**Dataset content**
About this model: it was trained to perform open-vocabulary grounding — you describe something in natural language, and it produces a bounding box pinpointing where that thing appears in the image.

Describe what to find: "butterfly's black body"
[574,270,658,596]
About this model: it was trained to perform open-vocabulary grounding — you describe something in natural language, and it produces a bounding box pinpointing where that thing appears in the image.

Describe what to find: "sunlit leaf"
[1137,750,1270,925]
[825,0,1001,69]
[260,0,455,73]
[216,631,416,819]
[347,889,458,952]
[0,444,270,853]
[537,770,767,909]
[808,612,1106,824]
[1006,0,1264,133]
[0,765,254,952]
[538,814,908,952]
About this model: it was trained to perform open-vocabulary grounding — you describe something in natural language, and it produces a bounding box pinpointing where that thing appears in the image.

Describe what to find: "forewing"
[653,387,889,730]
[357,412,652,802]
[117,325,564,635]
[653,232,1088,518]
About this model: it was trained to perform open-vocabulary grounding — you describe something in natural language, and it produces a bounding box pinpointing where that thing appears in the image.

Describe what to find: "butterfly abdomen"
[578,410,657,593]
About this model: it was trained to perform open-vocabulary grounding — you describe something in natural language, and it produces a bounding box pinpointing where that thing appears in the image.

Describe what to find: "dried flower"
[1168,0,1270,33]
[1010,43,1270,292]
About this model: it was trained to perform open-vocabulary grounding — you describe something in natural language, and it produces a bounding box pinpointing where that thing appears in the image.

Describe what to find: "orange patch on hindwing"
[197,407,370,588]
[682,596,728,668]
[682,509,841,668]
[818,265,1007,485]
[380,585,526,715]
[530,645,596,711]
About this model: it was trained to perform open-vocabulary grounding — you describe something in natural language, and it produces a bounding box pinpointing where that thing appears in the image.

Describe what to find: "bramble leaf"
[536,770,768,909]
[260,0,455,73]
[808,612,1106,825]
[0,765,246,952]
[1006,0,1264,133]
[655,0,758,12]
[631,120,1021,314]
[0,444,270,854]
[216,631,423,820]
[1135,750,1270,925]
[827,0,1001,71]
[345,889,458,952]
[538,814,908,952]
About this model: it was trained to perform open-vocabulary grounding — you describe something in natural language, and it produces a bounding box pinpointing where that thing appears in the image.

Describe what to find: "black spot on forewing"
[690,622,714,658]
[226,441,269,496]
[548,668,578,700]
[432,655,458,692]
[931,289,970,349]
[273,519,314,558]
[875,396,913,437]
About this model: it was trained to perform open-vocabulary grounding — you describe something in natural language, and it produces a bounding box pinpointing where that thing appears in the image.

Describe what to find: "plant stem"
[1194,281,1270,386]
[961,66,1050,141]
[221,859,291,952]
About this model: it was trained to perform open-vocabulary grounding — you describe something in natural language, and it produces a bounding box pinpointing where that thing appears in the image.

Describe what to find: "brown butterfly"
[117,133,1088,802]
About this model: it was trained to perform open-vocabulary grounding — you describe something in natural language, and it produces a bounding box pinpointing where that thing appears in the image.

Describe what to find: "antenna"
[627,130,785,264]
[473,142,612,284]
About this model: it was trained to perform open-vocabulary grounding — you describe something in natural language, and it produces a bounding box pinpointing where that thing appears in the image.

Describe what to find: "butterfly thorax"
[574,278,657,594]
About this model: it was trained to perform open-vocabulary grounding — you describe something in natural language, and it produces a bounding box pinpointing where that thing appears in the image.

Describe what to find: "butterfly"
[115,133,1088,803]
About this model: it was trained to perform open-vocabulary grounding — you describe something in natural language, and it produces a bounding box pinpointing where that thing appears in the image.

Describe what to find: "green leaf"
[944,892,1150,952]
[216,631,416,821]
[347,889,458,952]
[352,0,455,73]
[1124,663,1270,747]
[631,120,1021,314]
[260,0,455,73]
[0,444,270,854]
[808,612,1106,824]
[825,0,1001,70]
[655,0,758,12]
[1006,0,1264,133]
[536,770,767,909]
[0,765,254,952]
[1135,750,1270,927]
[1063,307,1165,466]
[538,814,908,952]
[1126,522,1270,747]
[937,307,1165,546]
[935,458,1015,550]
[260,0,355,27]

**Given request**
Update the data above so that each "Describe what to find" becomes "Object to locate", leaving every other character unchanged.

**Complete output**
About this model: it was trained to perform open-vocabulary grounding — you describe something in natural language, and it produces a bounding box pinpointing where that thing appears in the image.

Object to locate: "butterfly's black body"
[574,270,658,596]
About this model: it was trained to perform open-vocabulary grounding — you describe something in natural language, and it produces a bounding box pinpointing where that thing appears in the image.

Object to locate: "sunlit leaf"
[1137,750,1270,925]
[825,0,1001,69]
[260,0,455,73]
[216,631,416,819]
[347,889,458,952]
[0,444,270,853]
[537,770,767,909]
[808,612,1106,824]
[1006,0,1264,133]
[0,765,254,952]
[538,814,908,952]
About this model: it was trained to perform open-vocabulary grounding — you describe something in natural language, and it produces a bounding box pinpointing where that thing appears in the image.

Object to locate: "forewing"
[653,387,889,730]
[357,412,652,802]
[117,325,564,635]
[653,232,1088,518]
About this model: it was trained to perform open-vocabulary grounding — you describe something in natural language, and it produces a bounding box pinpointing where that thing appears in the image.

Object to locate: "butterfly abdomen"
[578,410,657,593]
About this model: it was trained to perform open-vocabulary grounding — you describe something in natural language, and it produces a bounding box pinpointing where that thing appears in the image.

Object to locate: "dried flower"
[1168,0,1270,33]
[1010,43,1270,292]
About this model: it was trained to perform open-vocabulary grounding — you describe something in natural language, and it produces a bounding box pinpointing where that thing appears in the image.

Object to locate: "orange patch on hindwing"
[197,407,370,588]
[682,596,728,668]
[682,509,841,668]
[818,265,1007,485]
[380,585,526,715]
[530,645,596,711]
About this model: it was trained to perform open-vocabulary grounding — you describe something in natural language, and it produces a bounding box pinpointing where that thing appears in the image.

Object to locate: "bramble leaf"
[536,770,768,909]
[260,0,455,73]
[808,612,1106,825]
[0,765,246,952]
[1006,0,1264,133]
[655,0,758,12]
[631,120,1021,314]
[0,444,270,854]
[216,631,423,820]
[1135,750,1270,925]
[827,0,1001,71]
[345,889,458,952]
[538,814,908,952]
About this model: it was trained to perform open-vocabulary grounding — you describe something in natural language, and it produces a bounding box pinpointing where that thing appears in the image.

Object to locate: "black spot on forewing"
[690,622,714,658]
[226,441,269,496]
[548,668,578,700]
[432,655,458,692]
[931,289,970,349]
[273,519,314,558]
[875,396,913,437]
About this model: it was trained to perform open-vocabulary grounding — you describe something in natural language, and it produces a bounding box pinpointing where that thing appears in the image.

Object to locate: "plant stem"
[1194,281,1270,386]
[961,66,1050,141]
[221,859,291,952]
About this model: it was trained to perform open-vocabulary grounding — you describe something in natural language, and it produces a bounding box pinpointing where that thing appears in the image.

Object to locate: "brown butterfly"
[117,133,1088,802]
About this model: it was trained to perform open-vocabulary grounding — you describe something in natural language, and it produces a bounding box pinpointing where that thing appears in the image.

Object to locate: "antenna"
[627,130,785,264]
[473,142,612,284]
About this model: it was trained to perform open-vocabulary grounding — you describe something in natural language, and it produces a bounding box pinpointing where that thing appears in the image.

Object to locate: "butterfly thorax"
[574,278,657,594]
About this model: it was trained to perform open-vocabulary grounding — you describe something in natural language, and it produces a bounding box pinpointing where that thing appears in the image.

Object to locate: "butterfly"
[115,133,1088,803]
About this model: it was trained to perform open-vocabulary grounding — you describe something in natural language, and it produces a bounding box pinpointing where that thing appears in the image.

Object to locate: "green leaf"
[944,892,1150,952]
[216,631,416,821]
[347,889,458,952]
[352,0,455,73]
[1124,663,1270,747]
[631,120,1021,314]
[260,0,455,73]
[0,444,270,854]
[808,612,1106,824]
[825,0,1001,70]
[655,0,758,12]
[1006,0,1264,133]
[536,770,767,909]
[0,765,254,952]
[1135,750,1270,927]
[1063,307,1165,466]
[538,814,908,952]
[1126,522,1270,747]
[937,307,1165,546]
[935,458,1015,550]
[260,0,355,27]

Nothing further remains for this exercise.